··· DATA ···

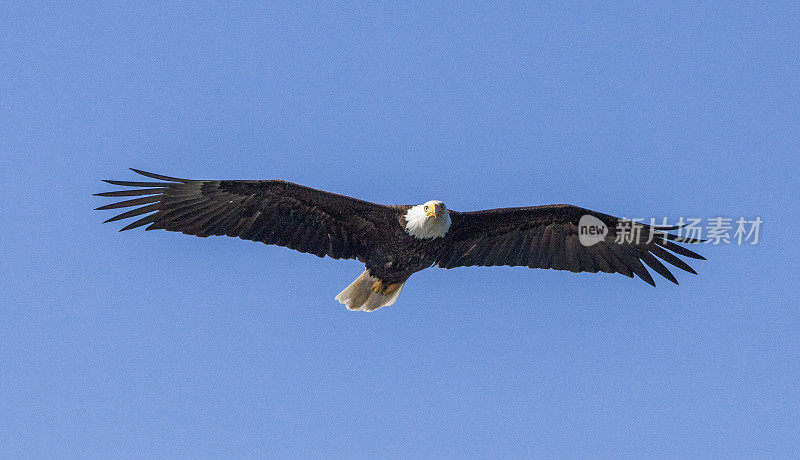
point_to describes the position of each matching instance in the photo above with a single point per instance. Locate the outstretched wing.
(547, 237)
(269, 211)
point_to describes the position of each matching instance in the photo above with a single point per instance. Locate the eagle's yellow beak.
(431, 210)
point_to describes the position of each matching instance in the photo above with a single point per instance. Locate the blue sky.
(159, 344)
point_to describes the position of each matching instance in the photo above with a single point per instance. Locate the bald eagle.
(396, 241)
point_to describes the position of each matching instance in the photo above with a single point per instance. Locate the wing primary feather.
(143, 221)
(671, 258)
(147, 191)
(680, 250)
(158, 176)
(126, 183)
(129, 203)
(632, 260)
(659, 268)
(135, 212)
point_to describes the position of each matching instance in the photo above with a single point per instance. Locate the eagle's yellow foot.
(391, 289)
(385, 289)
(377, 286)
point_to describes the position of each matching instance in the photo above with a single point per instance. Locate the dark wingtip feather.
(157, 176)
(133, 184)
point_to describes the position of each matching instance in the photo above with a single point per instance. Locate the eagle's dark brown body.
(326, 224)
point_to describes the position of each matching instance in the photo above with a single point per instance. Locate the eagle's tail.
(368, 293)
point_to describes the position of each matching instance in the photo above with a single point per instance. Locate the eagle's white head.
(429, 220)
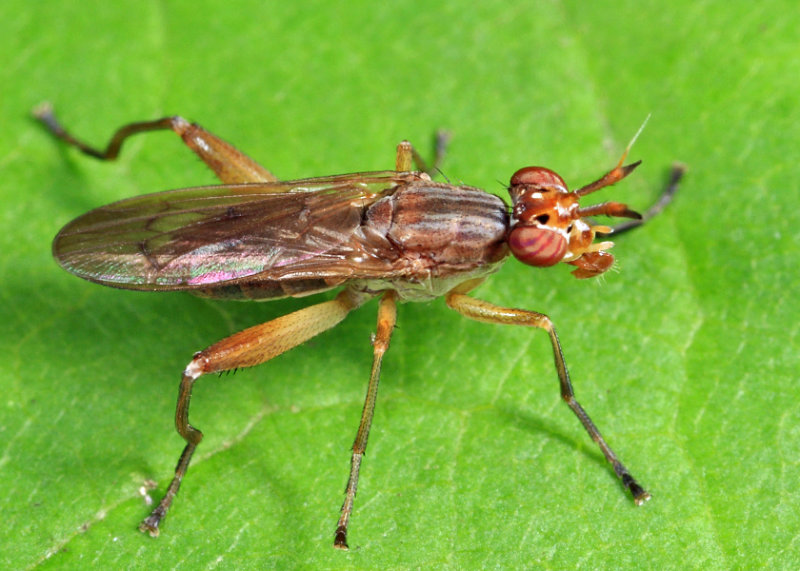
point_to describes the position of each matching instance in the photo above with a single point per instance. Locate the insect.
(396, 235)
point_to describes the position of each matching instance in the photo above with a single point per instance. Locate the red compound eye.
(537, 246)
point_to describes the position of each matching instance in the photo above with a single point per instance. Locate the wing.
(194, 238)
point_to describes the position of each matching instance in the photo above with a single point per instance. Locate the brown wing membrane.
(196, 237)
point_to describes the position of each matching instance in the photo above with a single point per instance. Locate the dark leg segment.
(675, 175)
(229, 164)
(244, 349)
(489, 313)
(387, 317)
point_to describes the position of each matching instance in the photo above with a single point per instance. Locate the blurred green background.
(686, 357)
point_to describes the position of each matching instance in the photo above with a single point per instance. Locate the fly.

···

▶ [PROBLEM DESCRIPTION]: Express every line of the records above as a JSON list of strings, one string per line and no entries for blank lines. Leave out the pictures.

▶ [SOLVED EXERCISE]:
[
  "point_to describes the position of each matching instance in the photo above with a single point per instance. Locate the outstretched wing.",
  "(547, 237)",
  "(269, 211)",
  "point_to describes the position of each matching instance in the photo above with a single point per instance. Locate the eagle's yellow beak.",
  "(431, 210)",
  "point_to describes the position of each matching instance in the photo above with a single point per instance. Locate the blue sky.",
  "(159, 344)",
  "point_to describes the position of each matching instance in the photo above with a single point per instance. Locate the bald eagle.",
  "(396, 241)",
  "point_to describes the position of each matching instance in the photo above with a single point per instance. Locate the wing primary feather.",
  "(143, 221)",
  "(671, 258)",
  "(147, 191)",
  "(680, 250)",
  "(158, 176)",
  "(126, 183)",
  "(129, 203)",
  "(632, 260)",
  "(659, 268)",
  "(135, 212)",
  "point_to describes the position of each matching instance in the photo above with a single point per instance. Locate the eagle's yellow foot.",
  "(391, 289)",
  "(385, 289)",
  "(377, 286)",
  "point_to describes the position of each matching instance in the photo above with a single point per instance. Locate the dark wingtip feather.",
  "(157, 176)",
  "(133, 184)",
  "point_to describes the position of each matching instance in the photo above with a single point per instance. Locate the eagle's dark brown body.",
  "(326, 224)",
  "point_to describes the position of each matching instance in the photo above with a single point per instance. Locate the eagle's tail.",
  "(368, 293)",
  "point_to describes the position of each matching instance in the photo above with a single point per instance. Locate the eagle's white head.",
  "(429, 220)",
  "point_to describes the position of each matching instance in the photo above with a single point per instance. Locate the insect.",
  "(396, 235)",
  "point_to describes the position of each matching instance in the photo above with a single point per instance. Locate the red compound eye.",
  "(537, 246)",
  "point_to describes the position of each matching instance in the photo above with a single point per instance. Locate the wing.",
  "(194, 238)",
  "point_to describes the position of each matching instance in the photo above with a single point per instance. Locate the brown wing membrane.",
  "(196, 237)",
  "point_to describes the position of each matching instance in the photo above with a single point per instance. Locate the dark leg segment.",
  "(675, 175)",
  "(229, 164)",
  "(244, 349)",
  "(489, 313)",
  "(387, 317)",
  "point_to describes the position of each matching instance in the photo above with a single point per instance. Locate the blurred green background.",
  "(686, 357)",
  "point_to describes the position of each matching instance in the photo above with a single point per instance. Locate the fly."
]